## What this task involves
Where a picture appears, skip it; print everything else in the records exactly as it stands.
····················
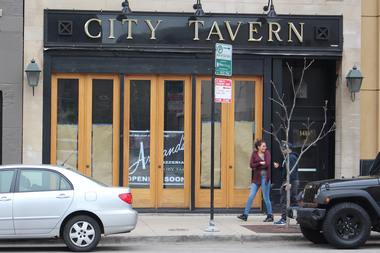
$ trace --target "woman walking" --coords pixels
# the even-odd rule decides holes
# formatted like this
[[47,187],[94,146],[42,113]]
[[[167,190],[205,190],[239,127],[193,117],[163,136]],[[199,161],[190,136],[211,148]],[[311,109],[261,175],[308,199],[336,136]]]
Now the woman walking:
[[249,211],[251,210],[252,202],[256,196],[260,186],[263,192],[263,198],[268,210],[268,216],[264,219],[264,222],[273,221],[272,204],[269,199],[270,194],[270,164],[271,156],[267,150],[265,141],[257,138],[253,143],[255,151],[253,151],[250,161],[250,167],[253,169],[253,180],[251,186],[251,192],[249,193],[247,206],[242,215],[238,218],[246,221],[248,219]]

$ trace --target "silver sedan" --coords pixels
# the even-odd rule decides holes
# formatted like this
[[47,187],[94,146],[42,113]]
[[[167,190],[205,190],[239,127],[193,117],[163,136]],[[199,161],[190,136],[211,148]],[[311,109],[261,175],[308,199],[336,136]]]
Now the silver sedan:
[[73,251],[90,251],[101,234],[130,232],[136,223],[128,187],[60,166],[0,166],[0,239],[59,237]]

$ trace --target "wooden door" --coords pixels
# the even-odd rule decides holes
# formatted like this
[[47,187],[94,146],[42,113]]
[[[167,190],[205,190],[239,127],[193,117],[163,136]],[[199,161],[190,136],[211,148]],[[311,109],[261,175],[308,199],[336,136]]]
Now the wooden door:
[[[253,140],[262,131],[262,78],[237,76],[231,103],[215,103],[214,206],[244,207],[252,183]],[[210,206],[211,77],[197,76],[195,206]],[[253,207],[261,207],[261,191]]]
[[125,77],[124,185],[132,189],[134,207],[190,206],[190,81]]
[[53,74],[51,164],[119,185],[119,75]]

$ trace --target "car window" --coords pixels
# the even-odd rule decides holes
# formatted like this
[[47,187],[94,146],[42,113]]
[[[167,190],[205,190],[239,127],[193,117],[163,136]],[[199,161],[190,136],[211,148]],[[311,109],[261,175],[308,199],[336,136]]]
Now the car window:
[[13,170],[0,171],[0,193],[11,192]]
[[61,177],[61,190],[71,190],[71,185],[67,180],[63,177]]
[[71,185],[60,174],[48,170],[21,170],[19,191],[70,190]]

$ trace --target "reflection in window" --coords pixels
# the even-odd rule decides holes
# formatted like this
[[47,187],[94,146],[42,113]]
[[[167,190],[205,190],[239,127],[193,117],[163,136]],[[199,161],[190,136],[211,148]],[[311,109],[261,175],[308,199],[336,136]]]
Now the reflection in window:
[[59,174],[47,170],[22,170],[19,192],[70,190],[71,186]]
[[150,80],[130,81],[129,186],[150,186]]
[[64,179],[63,177],[61,177],[61,185],[60,185],[60,188],[61,190],[71,190],[71,185],[69,184],[69,182],[67,182],[66,179]]
[[113,80],[92,80],[92,124],[113,123]]
[[184,81],[165,81],[164,188],[184,184]]
[[57,164],[78,170],[78,79],[58,79]]
[[0,193],[8,193],[11,191],[13,174],[13,170],[0,171]]
[[236,81],[234,129],[234,186],[249,189],[252,169],[249,166],[255,138],[255,82]]
[[[297,82],[294,85],[294,88],[297,91],[299,87],[300,87],[300,82]],[[307,98],[307,83],[305,83],[305,81],[302,82],[301,88],[299,88],[299,91],[297,93],[297,98]]]
[[130,130],[150,130],[150,80],[130,82]]
[[[211,81],[201,82],[201,188],[211,187]],[[221,103],[215,103],[214,114],[214,187],[221,186]]]
[[112,185],[113,80],[92,80],[91,177]]
[[78,124],[78,82],[78,79],[58,79],[58,124]]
····················
## Written reply
$ trace --target "woman walking" --coords pixels
# the even-odd rule decides holes
# formatted like this
[[47,187],[94,146],[42,113]]
[[[167,190],[205,190],[239,127],[193,117],[163,136]],[[199,161],[190,136],[211,148]],[[311,109],[261,175],[308,199],[336,136]]]
Now the woman walking:
[[249,211],[251,210],[252,202],[256,196],[260,186],[263,192],[263,198],[268,210],[268,216],[264,219],[264,222],[273,221],[272,204],[269,199],[270,194],[270,164],[271,156],[267,150],[265,141],[257,138],[253,143],[255,151],[253,151],[250,161],[250,167],[253,169],[253,180],[251,186],[251,192],[249,193],[247,206],[242,215],[238,218],[246,221],[248,219]]

$ trace --target "silver sedan" --coords pixels
# the even-odd rule decides holes
# formatted like this
[[47,187],[94,146],[42,113]]
[[[167,190],[205,190],[239,127],[193,117],[163,136]],[[199,161],[190,136],[211,148]],[[311,109],[261,175],[308,199],[336,136]]]
Now the silver sedan:
[[73,251],[90,251],[101,234],[130,232],[136,223],[128,187],[60,166],[0,166],[0,239],[59,237]]

$ trace --target "wooden door" --coords pixels
# the even-odd rule decides holes
# formatted like this
[[47,187],[94,146],[42,113]]
[[[167,190],[205,190],[239,127],[193,117],[163,136]],[[199,161],[190,136],[211,148]],[[311,109],[261,175],[308,199],[336,136]]]
Now the wooden door:
[[[253,140],[262,131],[262,78],[237,76],[231,103],[215,103],[214,206],[244,207],[252,183]],[[210,206],[211,77],[197,76],[195,206]],[[253,207],[261,207],[261,191]]]
[[125,77],[124,185],[132,189],[134,207],[190,206],[190,81]]
[[53,74],[51,164],[119,185],[119,75]]

$ trace --target "car window" --coords pixels
# the even-odd rule decides holes
# formatted like this
[[47,187],[94,146],[42,113]]
[[[167,190],[205,190],[239,127],[193,117],[163,136]],[[199,161],[190,136],[211,148]],[[311,109],[261,175],[308,199],[336,136]]]
Now the car window:
[[13,170],[0,171],[0,193],[11,192]]
[[61,177],[61,190],[71,190],[71,185],[67,180],[63,177]]
[[71,185],[60,174],[48,170],[21,170],[19,191],[70,190]]

$ trace --target "reflection in window" --coords pixels
# the even-odd rule decides holes
# formatted like this
[[47,187],[94,146],[42,113]]
[[[167,190],[205,190],[239,127],[193,117],[163,136]],[[199,161],[190,136],[211,148]],[[311,109],[261,175],[308,199],[336,136]]]
Now the reflection in window:
[[59,174],[47,170],[22,170],[19,192],[70,190],[71,186]]
[[150,80],[130,81],[129,186],[150,186]]
[[64,179],[63,177],[61,177],[61,185],[60,185],[60,188],[61,190],[71,190],[71,185],[69,184],[69,182],[67,182],[66,179]]
[[113,80],[92,80],[92,124],[113,123]]
[[184,81],[165,81],[164,188],[184,184]]
[[57,164],[78,170],[78,79],[58,79]]
[[0,193],[8,193],[11,191],[13,174],[13,170],[0,171]]
[[236,81],[234,129],[234,186],[249,189],[252,169],[249,166],[255,138],[255,82]]
[[[297,82],[294,85],[294,88],[297,91],[299,87],[300,87],[300,82]],[[307,98],[307,83],[305,83],[305,81],[302,82],[301,88],[299,88],[299,91],[297,93],[297,98]]]
[[130,130],[150,130],[150,80],[130,82]]
[[[211,81],[201,82],[201,188],[211,187]],[[221,103],[215,103],[214,114],[214,187],[221,186]]]
[[112,185],[113,80],[92,80],[91,177]]
[[78,124],[78,82],[78,79],[58,79],[58,124]]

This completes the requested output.